**Task objective**
Please recast the entries from the start through the line containing "pixel 234 260" as a two-column CSV headed input and output, one row per entry, with the entry's text under input and its answer under output. Put each value in a single quoted field with line breaks turned into spaces, and leave the pictures out.

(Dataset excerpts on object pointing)

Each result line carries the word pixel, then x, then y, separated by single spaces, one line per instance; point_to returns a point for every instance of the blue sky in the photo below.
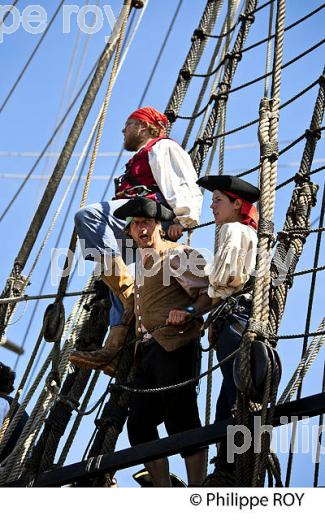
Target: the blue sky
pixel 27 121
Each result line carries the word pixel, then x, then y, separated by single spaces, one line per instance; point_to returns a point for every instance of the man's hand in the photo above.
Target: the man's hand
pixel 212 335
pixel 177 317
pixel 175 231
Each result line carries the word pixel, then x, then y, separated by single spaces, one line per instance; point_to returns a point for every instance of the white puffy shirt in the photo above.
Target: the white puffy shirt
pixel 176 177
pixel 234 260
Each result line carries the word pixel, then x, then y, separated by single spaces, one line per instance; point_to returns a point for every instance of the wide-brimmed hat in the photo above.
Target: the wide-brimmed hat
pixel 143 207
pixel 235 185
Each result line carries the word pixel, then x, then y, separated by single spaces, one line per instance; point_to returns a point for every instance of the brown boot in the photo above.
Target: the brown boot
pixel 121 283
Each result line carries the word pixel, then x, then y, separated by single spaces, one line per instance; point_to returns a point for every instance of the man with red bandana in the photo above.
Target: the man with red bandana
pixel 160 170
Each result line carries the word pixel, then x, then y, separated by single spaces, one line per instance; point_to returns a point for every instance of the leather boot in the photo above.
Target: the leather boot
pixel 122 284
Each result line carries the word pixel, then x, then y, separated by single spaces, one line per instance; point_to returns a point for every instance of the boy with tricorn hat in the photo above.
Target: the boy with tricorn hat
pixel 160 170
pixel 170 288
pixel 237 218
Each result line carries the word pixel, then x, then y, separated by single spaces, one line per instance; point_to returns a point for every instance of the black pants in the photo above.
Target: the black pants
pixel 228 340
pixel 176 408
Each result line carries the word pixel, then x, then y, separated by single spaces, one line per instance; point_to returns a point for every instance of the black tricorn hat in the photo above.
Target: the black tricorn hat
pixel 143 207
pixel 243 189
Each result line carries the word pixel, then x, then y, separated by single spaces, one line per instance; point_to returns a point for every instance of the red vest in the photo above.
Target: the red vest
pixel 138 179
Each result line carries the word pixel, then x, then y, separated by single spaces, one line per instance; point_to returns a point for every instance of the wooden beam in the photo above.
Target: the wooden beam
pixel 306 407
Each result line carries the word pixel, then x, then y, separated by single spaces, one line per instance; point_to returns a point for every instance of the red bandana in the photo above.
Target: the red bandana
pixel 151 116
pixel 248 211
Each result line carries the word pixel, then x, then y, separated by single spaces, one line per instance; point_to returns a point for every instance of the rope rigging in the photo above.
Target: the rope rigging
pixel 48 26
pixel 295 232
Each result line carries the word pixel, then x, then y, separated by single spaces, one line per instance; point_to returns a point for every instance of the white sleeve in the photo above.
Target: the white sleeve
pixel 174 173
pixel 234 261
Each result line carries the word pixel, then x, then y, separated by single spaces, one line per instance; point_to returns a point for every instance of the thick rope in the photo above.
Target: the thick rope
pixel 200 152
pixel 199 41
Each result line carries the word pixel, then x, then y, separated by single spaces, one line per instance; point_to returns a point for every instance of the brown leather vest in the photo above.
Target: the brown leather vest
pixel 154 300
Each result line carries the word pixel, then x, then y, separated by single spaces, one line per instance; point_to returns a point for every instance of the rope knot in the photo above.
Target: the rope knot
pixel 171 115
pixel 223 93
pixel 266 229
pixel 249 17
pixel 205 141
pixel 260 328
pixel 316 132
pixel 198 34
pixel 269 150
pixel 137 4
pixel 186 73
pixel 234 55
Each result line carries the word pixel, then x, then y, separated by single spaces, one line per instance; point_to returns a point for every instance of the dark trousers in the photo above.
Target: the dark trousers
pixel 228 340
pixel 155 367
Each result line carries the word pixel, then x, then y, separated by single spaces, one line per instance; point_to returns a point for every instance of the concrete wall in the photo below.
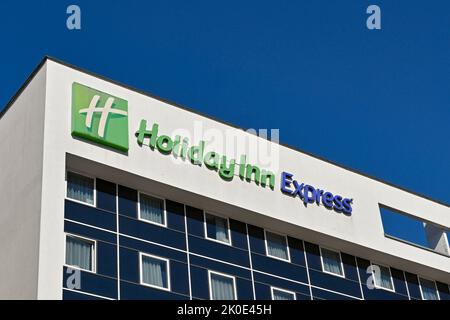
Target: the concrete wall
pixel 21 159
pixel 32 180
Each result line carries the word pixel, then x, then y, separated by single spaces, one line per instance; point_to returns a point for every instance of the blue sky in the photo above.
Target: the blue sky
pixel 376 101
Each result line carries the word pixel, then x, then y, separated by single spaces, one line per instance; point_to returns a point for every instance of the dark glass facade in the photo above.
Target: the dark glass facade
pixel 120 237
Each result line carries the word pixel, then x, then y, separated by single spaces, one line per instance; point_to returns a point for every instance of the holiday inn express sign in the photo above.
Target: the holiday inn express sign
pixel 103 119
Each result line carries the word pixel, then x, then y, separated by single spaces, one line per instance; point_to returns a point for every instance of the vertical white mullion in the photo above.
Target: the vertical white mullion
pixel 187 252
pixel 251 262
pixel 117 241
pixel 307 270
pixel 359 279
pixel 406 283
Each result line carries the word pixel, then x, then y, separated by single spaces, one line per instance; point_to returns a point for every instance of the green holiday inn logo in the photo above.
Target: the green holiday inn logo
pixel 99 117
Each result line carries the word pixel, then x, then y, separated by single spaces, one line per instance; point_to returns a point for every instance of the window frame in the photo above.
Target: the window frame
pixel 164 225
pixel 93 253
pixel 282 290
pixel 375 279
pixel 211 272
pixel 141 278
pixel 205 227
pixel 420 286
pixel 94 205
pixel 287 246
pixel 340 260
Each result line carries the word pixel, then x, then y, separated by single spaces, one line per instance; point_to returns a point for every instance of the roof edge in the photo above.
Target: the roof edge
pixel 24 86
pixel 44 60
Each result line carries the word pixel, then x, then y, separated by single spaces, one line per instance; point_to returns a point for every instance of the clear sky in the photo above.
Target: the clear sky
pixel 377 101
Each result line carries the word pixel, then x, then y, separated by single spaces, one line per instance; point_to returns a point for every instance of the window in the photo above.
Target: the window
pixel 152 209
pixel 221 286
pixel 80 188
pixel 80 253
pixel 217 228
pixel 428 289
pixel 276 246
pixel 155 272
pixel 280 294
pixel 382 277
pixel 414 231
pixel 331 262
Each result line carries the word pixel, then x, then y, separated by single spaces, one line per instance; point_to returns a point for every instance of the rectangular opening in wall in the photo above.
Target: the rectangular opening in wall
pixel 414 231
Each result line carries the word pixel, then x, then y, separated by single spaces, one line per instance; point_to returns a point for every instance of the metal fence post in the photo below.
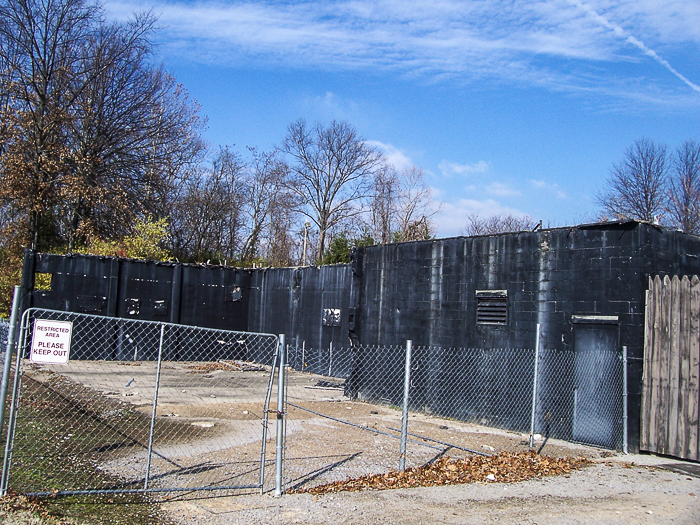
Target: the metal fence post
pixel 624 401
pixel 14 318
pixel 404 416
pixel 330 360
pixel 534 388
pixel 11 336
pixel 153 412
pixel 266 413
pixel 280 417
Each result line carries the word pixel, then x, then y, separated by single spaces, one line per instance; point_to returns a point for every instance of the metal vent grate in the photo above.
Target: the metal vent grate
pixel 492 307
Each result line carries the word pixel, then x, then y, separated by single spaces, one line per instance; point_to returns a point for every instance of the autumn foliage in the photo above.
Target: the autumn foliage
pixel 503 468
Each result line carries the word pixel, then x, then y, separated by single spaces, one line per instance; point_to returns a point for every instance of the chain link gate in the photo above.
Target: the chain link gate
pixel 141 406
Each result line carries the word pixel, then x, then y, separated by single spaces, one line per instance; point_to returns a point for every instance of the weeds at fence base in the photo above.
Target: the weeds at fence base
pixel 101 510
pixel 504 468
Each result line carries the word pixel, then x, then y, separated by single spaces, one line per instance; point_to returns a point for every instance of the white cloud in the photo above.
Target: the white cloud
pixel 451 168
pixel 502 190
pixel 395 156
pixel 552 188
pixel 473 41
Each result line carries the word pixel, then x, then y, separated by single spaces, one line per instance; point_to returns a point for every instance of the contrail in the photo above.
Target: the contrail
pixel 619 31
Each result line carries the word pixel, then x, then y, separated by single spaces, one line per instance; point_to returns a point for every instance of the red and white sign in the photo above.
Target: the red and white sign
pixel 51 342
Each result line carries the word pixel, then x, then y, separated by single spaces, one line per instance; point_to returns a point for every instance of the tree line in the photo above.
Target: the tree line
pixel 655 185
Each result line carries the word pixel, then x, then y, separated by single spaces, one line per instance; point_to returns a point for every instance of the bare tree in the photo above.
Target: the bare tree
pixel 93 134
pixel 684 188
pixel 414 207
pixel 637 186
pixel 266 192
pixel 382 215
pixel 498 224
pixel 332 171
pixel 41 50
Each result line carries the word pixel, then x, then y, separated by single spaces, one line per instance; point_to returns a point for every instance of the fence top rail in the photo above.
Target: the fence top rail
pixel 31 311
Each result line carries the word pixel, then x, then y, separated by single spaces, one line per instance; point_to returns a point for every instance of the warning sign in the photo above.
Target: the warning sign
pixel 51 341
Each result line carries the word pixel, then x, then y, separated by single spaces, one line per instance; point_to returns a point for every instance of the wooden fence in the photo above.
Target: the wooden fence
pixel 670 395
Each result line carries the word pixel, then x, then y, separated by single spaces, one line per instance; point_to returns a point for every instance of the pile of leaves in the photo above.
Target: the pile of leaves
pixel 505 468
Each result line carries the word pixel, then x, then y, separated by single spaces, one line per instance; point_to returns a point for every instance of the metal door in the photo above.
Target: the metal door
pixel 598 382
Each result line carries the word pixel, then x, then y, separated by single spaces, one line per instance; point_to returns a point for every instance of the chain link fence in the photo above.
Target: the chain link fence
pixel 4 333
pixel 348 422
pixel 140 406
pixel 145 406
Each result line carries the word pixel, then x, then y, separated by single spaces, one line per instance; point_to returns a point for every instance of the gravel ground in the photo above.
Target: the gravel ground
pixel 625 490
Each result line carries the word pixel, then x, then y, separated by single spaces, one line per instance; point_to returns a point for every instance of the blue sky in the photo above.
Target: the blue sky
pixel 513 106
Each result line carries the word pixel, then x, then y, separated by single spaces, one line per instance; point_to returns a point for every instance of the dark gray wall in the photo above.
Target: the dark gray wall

**Answer to this task**
input,output
"Each result line carries the word pixel, then x, then y, separated by single spaces, one line per instance; point_to returns a point for every instance of the blue sky in the photo below. Target: the blue sky","pixel 27 121"
"Each result line carries the word pixel, then x, then y, separated by single spaces, one line per instance; point_to returns a point for every instance of the man's hand in the photo above. Target: the man's hand","pixel 212 335 pixel 177 317 pixel 175 231"
"Each result line carries the word pixel, then x, then y, separated by single spaces, one line per instance; point_to returns a point for every instance of the white puffy shirt in the photo above. Target: the white puffy shirt","pixel 176 177 pixel 234 260"